- SHORT TASK: Can you copy the lines from the one that contains "cap, placing a dot on each." through the end of the material below, exactly and with nothing else?

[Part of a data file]
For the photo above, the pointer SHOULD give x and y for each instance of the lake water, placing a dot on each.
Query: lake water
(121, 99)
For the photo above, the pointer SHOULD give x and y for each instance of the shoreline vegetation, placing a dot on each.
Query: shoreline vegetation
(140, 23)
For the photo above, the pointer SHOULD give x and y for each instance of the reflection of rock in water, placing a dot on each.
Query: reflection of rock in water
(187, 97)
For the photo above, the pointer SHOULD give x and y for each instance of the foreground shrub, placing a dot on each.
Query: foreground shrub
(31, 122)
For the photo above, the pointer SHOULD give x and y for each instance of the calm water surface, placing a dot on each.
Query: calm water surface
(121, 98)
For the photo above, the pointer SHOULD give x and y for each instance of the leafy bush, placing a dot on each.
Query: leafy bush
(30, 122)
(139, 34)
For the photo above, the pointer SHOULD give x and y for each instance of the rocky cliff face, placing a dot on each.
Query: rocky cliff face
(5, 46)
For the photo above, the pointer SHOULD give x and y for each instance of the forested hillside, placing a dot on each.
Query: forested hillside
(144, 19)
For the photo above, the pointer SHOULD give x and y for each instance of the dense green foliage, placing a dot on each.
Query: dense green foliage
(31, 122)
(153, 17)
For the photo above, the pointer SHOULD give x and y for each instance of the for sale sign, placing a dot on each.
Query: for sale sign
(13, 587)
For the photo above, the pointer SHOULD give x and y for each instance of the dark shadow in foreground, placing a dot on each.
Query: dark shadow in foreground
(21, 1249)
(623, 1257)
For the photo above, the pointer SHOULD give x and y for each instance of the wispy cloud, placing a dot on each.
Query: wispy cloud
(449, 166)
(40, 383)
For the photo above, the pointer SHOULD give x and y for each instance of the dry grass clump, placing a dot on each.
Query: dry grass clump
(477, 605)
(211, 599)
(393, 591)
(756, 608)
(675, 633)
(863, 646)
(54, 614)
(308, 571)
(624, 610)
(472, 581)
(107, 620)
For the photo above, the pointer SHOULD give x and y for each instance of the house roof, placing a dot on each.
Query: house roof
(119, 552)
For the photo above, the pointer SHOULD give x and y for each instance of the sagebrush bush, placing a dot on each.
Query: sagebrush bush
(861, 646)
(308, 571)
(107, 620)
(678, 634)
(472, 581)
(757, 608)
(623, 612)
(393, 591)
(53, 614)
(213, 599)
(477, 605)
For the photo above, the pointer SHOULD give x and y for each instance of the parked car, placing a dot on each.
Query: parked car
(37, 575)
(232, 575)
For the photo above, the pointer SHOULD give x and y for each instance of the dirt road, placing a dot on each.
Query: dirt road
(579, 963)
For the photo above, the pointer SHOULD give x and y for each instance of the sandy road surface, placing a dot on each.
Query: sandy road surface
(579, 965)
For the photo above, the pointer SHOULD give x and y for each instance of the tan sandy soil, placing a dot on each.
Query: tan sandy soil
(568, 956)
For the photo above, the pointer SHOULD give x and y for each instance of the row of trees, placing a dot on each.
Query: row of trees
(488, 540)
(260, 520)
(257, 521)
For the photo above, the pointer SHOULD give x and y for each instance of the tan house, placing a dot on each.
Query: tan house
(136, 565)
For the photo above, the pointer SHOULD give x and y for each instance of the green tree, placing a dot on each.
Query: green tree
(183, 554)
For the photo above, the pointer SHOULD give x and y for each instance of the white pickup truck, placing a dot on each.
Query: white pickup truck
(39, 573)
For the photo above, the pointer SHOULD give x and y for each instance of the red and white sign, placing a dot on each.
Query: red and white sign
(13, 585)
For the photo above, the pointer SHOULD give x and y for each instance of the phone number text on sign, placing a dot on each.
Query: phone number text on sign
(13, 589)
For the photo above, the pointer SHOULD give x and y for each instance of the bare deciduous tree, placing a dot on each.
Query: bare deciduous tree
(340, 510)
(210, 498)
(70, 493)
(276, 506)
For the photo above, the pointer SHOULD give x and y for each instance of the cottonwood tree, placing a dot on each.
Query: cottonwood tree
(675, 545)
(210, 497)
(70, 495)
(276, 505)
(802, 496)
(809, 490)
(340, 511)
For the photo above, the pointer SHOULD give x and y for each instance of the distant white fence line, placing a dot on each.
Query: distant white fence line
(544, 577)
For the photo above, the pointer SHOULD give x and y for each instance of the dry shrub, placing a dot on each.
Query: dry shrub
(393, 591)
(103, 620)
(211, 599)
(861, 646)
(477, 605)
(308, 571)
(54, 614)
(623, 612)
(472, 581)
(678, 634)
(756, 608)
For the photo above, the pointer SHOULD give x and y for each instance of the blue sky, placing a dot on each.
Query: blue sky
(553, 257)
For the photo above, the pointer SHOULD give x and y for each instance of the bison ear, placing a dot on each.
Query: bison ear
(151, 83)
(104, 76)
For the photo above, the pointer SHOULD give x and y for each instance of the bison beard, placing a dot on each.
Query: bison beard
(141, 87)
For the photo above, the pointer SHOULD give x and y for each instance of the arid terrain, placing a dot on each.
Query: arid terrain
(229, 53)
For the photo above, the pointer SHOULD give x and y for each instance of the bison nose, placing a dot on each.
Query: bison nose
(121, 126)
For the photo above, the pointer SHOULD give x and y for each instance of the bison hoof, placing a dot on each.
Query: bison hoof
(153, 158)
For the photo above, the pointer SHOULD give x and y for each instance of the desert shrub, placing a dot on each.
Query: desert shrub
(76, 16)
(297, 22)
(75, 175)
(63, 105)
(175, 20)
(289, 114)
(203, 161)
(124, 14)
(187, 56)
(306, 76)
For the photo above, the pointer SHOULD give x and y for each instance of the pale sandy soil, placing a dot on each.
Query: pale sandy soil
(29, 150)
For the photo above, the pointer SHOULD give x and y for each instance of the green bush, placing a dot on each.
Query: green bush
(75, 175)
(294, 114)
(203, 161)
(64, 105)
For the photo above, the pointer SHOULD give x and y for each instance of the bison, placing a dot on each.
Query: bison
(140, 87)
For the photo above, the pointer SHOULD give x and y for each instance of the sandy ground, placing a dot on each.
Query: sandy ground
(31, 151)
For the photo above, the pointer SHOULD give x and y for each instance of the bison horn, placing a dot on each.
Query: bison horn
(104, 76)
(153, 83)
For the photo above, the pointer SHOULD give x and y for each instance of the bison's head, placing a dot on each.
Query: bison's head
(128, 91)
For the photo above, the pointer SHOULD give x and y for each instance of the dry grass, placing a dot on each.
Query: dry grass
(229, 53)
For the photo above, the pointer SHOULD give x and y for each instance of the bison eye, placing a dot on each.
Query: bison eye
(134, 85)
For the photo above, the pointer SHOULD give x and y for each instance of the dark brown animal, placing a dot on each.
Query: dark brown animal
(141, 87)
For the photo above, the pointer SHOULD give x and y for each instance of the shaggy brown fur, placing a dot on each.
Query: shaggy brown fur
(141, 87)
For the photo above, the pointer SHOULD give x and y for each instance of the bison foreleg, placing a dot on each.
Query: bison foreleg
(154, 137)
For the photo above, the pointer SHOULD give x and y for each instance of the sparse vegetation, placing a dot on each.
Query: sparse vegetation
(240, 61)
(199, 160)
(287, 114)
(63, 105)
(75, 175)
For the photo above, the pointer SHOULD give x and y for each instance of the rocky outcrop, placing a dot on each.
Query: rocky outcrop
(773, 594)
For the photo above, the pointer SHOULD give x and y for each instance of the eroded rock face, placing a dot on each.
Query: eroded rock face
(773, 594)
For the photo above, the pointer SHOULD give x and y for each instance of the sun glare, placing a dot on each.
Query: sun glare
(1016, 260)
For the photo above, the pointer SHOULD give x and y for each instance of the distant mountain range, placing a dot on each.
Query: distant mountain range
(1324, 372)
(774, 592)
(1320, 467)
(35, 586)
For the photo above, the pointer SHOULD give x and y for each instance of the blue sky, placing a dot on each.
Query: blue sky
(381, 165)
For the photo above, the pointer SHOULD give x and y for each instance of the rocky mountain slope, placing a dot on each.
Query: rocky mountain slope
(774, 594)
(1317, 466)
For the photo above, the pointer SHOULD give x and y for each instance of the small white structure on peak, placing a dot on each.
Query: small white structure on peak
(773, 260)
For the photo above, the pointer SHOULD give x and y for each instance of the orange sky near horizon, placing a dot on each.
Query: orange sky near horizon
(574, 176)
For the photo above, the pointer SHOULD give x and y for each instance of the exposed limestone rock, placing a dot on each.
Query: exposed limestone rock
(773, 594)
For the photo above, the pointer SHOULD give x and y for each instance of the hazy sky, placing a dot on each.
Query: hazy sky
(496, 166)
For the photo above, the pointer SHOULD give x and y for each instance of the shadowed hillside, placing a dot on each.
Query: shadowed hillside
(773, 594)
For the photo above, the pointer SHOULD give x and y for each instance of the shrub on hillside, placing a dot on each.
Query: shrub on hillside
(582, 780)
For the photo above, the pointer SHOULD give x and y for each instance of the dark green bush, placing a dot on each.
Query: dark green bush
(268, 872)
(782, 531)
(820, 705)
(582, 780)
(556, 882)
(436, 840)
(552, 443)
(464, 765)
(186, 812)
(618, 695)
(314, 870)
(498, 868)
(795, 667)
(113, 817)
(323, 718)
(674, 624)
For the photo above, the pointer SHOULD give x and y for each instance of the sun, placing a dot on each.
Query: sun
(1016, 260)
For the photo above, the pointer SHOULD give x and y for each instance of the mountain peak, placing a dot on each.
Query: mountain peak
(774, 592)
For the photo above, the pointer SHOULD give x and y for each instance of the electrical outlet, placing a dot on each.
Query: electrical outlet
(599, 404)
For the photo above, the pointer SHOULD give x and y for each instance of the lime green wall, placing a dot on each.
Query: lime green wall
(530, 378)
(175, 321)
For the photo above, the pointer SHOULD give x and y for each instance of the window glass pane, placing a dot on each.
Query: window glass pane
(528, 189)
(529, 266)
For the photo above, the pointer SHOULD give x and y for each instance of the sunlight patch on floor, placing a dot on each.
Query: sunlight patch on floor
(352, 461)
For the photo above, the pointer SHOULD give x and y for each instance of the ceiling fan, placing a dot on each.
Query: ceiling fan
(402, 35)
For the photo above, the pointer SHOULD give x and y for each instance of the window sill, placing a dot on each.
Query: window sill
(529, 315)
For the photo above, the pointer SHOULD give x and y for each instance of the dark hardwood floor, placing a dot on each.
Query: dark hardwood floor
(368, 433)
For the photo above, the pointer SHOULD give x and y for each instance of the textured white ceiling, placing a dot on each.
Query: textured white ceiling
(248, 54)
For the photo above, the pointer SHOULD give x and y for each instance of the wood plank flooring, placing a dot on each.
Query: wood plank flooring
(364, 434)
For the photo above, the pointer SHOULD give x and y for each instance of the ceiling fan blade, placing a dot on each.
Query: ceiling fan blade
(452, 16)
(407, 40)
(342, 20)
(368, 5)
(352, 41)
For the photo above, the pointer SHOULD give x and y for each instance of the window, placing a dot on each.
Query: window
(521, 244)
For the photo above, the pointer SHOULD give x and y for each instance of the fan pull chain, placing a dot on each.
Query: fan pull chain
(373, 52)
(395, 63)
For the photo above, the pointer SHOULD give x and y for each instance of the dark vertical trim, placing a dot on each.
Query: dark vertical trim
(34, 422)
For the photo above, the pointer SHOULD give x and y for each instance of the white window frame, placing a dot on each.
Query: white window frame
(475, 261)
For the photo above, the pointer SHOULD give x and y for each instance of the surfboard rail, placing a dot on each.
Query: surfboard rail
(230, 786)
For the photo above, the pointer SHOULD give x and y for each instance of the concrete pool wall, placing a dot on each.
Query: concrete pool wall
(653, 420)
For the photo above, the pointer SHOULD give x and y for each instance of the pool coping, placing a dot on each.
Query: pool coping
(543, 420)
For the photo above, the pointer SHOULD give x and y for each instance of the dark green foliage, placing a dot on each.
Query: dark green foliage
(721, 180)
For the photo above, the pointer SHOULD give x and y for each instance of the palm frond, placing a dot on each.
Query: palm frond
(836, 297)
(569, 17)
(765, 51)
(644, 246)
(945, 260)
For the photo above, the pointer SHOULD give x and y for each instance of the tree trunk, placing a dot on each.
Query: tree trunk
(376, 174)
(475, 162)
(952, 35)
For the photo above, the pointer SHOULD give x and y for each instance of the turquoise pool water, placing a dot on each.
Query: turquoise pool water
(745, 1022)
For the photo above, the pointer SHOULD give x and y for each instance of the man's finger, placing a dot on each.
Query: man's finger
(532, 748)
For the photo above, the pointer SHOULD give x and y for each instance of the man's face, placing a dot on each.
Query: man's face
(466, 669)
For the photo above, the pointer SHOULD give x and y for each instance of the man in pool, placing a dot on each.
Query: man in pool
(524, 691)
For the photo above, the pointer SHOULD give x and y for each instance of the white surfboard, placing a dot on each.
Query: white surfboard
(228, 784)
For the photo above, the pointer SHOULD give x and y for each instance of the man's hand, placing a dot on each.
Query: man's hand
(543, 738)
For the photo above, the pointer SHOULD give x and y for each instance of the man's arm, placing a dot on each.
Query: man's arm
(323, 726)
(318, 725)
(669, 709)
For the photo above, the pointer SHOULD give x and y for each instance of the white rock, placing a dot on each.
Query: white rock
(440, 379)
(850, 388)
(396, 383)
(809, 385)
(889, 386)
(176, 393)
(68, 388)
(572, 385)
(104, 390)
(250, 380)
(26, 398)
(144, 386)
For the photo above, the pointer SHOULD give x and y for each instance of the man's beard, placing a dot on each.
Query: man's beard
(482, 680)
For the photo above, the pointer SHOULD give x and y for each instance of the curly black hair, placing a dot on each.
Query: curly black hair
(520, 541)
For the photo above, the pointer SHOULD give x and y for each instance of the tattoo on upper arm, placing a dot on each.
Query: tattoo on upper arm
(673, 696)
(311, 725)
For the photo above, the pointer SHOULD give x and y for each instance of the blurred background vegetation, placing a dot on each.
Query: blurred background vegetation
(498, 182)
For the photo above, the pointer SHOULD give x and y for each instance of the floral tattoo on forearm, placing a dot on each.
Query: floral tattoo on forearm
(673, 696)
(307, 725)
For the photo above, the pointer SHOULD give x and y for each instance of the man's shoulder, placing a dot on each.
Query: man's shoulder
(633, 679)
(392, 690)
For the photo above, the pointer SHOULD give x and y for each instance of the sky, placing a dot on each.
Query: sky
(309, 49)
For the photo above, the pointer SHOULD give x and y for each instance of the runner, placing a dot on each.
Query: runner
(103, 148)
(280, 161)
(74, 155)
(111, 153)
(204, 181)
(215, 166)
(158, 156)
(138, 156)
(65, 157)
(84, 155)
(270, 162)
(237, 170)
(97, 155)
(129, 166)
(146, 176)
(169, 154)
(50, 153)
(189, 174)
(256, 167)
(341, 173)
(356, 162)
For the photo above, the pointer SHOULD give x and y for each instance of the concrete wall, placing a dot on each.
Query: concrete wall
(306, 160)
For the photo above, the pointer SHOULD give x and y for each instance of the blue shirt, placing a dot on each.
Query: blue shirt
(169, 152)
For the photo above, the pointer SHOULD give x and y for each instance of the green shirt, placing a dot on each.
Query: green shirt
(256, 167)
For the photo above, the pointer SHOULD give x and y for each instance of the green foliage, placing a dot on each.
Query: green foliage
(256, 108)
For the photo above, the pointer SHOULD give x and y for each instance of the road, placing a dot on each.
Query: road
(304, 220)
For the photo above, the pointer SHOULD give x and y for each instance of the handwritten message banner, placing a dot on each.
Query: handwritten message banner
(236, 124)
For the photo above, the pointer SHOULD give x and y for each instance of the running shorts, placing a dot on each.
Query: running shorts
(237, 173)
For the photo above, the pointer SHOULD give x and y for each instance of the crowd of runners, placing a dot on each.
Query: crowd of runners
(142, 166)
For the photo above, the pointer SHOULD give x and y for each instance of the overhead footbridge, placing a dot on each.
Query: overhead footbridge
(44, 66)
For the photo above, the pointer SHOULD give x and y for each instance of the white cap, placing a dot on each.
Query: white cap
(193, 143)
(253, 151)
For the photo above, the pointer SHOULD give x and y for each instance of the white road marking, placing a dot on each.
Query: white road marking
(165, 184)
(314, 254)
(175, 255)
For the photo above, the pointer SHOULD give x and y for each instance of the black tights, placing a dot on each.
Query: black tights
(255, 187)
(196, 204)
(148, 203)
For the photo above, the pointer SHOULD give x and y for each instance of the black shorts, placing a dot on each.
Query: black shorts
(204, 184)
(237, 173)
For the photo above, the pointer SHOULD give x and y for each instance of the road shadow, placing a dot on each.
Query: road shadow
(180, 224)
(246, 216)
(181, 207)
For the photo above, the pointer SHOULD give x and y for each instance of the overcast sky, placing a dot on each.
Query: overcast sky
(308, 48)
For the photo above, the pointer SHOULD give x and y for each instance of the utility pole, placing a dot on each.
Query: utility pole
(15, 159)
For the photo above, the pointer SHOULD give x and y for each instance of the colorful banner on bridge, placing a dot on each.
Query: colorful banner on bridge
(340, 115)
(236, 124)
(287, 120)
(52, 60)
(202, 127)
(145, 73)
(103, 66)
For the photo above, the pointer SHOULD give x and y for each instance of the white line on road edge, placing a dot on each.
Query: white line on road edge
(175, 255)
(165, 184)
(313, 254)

- REPLY:
For the photo above, the pointer SHOULD give x and y for each instance of the white cap, placing a dot on each.
Query: white cap
(193, 143)
(253, 151)
For the photo above, the pointer SHOULD give x and y for each instance of the white road marking, placing a dot on each.
Query: white road marking
(165, 184)
(314, 254)
(175, 255)
For the photo above, the pointer SHOULD give x and y for each instance of the black tights, placing a dot on each.
Query: black tights
(255, 187)
(196, 204)
(148, 203)
For the photo above, the pointer SHOULD give x and y for each instance of the black shorts, placing a dot on each.
Query: black shorts
(204, 184)
(237, 173)
For the photo above, the pointer SHOULD give x and y for each instance of the road shadow, placing a dot on each.
Query: road shadow
(180, 224)
(246, 216)
(181, 207)
For the photo above, the pointer SHOULD give x and y for each instance of the overcast sky, placing a dot on each.
Query: overcast sky
(308, 48)
For the photo above, the pointer SHOULD give x and y for each instance of the utility pole, placing a dot on each.
Query: utility pole
(15, 159)
For the photo above, the pointer SHOULD give x and y for each instance of the colorful banner on bridge, placing a dot on each.
Query: colorful banner on bridge
(340, 115)
(236, 124)
(287, 120)
(52, 60)
(202, 127)
(145, 73)
(103, 66)
For the photo above, the pointer SHOULD give x and y for each instance of the white line on road edge, placing a dot on each.
Query: white line on road edge
(175, 255)
(165, 184)
(313, 254)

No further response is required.